Every line below needs to be returned exactly as written.

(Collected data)
^^^^^^^^

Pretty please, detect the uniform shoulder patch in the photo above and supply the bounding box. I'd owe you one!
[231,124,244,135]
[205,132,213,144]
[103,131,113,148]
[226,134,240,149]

^^^^^^^^

* _Task result_
Pretty please, detect the uniform shoulder patch in the photo above and supply the bounding box. I'd owe you one!
[231,124,244,135]
[205,132,213,144]
[103,131,113,148]
[226,134,240,149]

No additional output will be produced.